* _How to complete this task_:
Nothing but the lines from the one with "Point out the white" through the end of the listing below should appear in your reply, each copied exactly.

* _Source material_:
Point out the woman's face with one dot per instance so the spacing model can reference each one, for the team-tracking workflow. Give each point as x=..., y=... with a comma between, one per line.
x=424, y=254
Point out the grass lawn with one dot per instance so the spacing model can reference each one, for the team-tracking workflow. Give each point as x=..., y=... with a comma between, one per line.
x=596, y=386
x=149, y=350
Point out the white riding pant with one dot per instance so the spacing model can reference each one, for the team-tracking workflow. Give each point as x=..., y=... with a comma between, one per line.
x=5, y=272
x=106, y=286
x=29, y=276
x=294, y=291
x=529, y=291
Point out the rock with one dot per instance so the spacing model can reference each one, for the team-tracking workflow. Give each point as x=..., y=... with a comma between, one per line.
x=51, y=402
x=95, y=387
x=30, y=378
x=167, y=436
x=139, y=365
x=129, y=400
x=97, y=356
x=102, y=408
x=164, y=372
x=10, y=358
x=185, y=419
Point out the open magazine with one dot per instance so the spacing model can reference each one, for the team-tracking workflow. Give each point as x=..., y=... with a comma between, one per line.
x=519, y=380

* _Written solution_:
Point out the white riding pant with one dot per instance so the spacing model can reference each one, for the team-tracking workflow. Give each point as x=..., y=... with a comma between, one per line.
x=5, y=272
x=106, y=286
x=29, y=276
x=294, y=291
x=529, y=291
Point out the rock with one dot per instance so the spacing model can reference each one, for the team-tracking workflow. Give each point as x=..., y=... with a comma between, one per line.
x=51, y=402
x=95, y=387
x=30, y=378
x=167, y=436
x=139, y=365
x=129, y=400
x=97, y=356
x=102, y=408
x=164, y=372
x=10, y=358
x=185, y=419
Point out the open magazine with one dot per instance so the spacing model can reference each one, for the team-tracking workflow. Give each point as x=..., y=... with a comma between, one per line.
x=519, y=380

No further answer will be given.